Would you retype, word for word, only the lines from the one holding "Where can the double-headed" through the final line of the entries below, without the pictures?

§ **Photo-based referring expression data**

▶

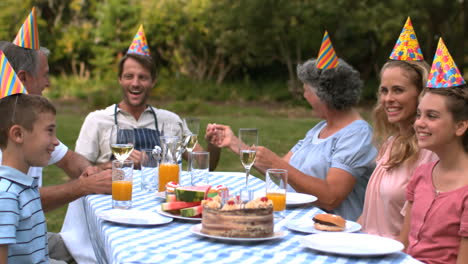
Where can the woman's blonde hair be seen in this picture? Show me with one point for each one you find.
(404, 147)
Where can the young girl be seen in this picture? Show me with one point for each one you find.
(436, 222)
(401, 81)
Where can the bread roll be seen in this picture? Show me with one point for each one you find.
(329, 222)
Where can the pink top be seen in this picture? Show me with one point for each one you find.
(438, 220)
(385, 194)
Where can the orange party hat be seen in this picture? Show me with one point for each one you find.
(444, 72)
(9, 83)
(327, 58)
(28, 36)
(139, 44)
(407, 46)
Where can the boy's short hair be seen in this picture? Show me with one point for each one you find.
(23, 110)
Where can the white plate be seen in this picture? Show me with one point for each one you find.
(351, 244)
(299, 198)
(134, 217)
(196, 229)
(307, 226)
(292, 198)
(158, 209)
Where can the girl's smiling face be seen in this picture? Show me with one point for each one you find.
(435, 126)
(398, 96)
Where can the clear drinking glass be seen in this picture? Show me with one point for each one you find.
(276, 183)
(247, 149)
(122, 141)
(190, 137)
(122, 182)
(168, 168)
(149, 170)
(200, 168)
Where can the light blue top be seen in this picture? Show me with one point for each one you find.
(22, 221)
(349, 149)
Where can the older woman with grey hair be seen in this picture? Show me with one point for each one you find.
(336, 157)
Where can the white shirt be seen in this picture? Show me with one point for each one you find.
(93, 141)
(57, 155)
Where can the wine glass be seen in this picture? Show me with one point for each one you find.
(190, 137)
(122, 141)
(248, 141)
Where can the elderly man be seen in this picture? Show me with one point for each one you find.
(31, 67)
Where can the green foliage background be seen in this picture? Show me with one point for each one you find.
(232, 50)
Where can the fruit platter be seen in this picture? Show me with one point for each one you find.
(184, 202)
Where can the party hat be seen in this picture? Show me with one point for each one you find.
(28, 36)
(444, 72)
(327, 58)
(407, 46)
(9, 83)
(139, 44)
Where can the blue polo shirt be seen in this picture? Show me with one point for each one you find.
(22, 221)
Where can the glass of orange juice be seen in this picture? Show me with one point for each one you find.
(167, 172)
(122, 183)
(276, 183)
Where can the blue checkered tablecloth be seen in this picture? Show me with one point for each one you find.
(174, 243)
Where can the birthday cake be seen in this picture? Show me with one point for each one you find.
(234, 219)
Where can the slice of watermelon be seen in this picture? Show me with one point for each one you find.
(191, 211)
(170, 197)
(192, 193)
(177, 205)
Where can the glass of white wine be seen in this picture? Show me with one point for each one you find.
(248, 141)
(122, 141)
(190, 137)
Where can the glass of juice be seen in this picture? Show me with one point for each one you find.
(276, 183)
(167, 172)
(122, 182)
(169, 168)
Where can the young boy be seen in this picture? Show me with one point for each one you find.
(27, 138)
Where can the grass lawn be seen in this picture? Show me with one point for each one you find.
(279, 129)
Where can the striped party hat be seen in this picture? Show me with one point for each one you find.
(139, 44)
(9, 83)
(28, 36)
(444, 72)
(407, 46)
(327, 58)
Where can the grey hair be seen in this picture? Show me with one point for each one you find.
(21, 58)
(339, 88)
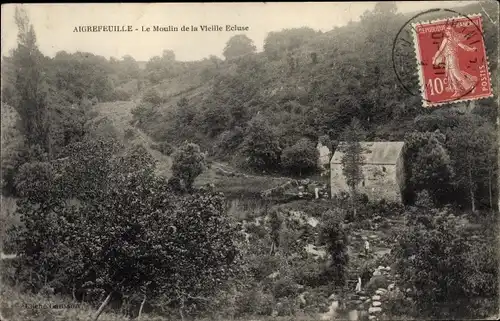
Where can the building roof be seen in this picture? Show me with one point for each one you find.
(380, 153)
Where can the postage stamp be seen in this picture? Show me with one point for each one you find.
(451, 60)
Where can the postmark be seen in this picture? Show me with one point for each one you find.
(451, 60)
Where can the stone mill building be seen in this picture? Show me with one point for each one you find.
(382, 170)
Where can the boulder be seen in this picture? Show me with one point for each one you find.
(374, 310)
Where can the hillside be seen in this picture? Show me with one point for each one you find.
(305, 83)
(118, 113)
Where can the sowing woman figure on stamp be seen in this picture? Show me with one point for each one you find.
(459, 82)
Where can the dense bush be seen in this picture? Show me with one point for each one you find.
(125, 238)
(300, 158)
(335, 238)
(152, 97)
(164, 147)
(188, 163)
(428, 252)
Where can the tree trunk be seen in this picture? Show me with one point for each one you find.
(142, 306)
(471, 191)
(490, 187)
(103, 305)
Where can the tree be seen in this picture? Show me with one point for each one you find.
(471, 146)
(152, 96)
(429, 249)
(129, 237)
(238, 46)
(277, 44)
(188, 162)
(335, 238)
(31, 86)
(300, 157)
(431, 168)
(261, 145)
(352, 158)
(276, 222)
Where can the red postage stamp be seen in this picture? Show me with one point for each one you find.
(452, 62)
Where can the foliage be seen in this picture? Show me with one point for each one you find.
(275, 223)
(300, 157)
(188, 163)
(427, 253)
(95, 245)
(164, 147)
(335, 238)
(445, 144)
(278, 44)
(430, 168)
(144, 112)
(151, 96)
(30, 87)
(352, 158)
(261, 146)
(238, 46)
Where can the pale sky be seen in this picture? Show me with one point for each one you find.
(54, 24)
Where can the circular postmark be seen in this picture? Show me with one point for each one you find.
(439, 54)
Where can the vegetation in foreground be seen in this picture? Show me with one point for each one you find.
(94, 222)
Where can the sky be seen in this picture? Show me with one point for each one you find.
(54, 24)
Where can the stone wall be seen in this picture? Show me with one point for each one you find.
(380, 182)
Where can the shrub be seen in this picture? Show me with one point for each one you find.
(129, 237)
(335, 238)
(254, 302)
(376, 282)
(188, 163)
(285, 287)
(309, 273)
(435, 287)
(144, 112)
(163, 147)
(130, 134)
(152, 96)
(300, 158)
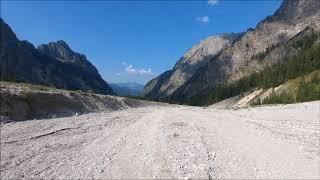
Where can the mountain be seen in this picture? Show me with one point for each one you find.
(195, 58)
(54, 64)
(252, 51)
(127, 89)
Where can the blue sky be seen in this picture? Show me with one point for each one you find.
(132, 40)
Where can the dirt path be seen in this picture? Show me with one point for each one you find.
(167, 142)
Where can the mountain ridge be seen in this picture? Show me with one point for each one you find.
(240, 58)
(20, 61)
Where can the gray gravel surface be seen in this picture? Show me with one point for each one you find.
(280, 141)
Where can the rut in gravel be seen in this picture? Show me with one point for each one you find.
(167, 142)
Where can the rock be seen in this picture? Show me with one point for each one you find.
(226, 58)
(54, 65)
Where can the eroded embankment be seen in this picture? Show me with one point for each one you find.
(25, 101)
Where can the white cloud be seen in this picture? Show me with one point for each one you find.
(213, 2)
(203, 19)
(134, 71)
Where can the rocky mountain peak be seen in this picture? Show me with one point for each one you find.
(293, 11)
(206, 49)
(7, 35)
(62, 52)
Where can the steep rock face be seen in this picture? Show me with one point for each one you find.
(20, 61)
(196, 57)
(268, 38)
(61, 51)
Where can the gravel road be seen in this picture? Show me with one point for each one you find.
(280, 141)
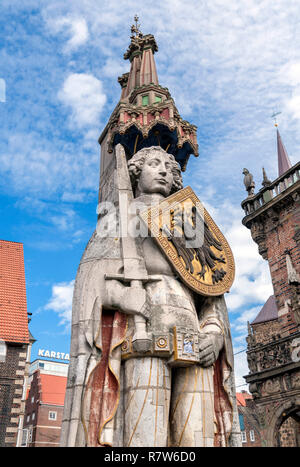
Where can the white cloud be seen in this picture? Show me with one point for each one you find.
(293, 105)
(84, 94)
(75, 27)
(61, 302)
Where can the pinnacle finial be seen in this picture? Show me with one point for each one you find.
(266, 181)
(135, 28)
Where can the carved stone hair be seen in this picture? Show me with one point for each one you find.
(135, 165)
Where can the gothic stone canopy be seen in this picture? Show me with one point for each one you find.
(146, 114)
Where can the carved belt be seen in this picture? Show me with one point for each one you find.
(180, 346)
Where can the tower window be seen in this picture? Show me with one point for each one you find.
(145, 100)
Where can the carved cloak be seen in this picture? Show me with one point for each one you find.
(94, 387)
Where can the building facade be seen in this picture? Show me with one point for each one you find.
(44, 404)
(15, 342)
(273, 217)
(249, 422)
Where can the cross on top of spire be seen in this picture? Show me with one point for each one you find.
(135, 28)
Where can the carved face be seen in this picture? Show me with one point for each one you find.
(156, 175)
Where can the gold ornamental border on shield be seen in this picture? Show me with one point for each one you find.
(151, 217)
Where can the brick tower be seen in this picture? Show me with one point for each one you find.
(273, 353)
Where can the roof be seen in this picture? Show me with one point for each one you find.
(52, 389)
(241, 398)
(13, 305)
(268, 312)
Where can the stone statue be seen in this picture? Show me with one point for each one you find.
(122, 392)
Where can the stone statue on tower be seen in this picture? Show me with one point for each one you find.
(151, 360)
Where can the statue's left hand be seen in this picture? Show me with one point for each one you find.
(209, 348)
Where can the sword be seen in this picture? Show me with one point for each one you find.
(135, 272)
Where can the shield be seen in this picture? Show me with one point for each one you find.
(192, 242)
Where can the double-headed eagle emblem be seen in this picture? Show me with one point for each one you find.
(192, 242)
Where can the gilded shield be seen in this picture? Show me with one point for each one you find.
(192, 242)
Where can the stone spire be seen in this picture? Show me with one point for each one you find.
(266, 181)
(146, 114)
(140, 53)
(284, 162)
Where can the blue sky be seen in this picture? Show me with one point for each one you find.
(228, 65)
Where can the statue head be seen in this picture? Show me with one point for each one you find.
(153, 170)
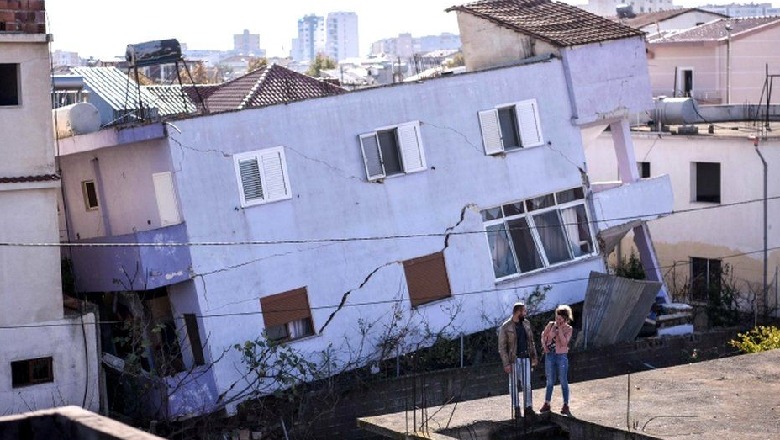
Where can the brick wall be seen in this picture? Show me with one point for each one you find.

◀

§ **Result for this exercise**
Where can the double-headed eagle emblem be seen in this picture? Show me with one point for each one you find.
(192, 242)
Where can the gilded shield be seen in this picture? Show me with one point for each one you find.
(192, 242)
Where can the stone spire be seen in this picture? Show me with one point for each one you find.
(266, 181)
(146, 114)
(140, 53)
(284, 162)
Where can the blue sky be seen in this picture? Show me with one point for each one you find.
(228, 65)
Where can the statue head be seen in this picture? Show me with one point for each one you find.
(153, 170)
Where can the brick wall be seen in this picture? Show me with one point for each one you find.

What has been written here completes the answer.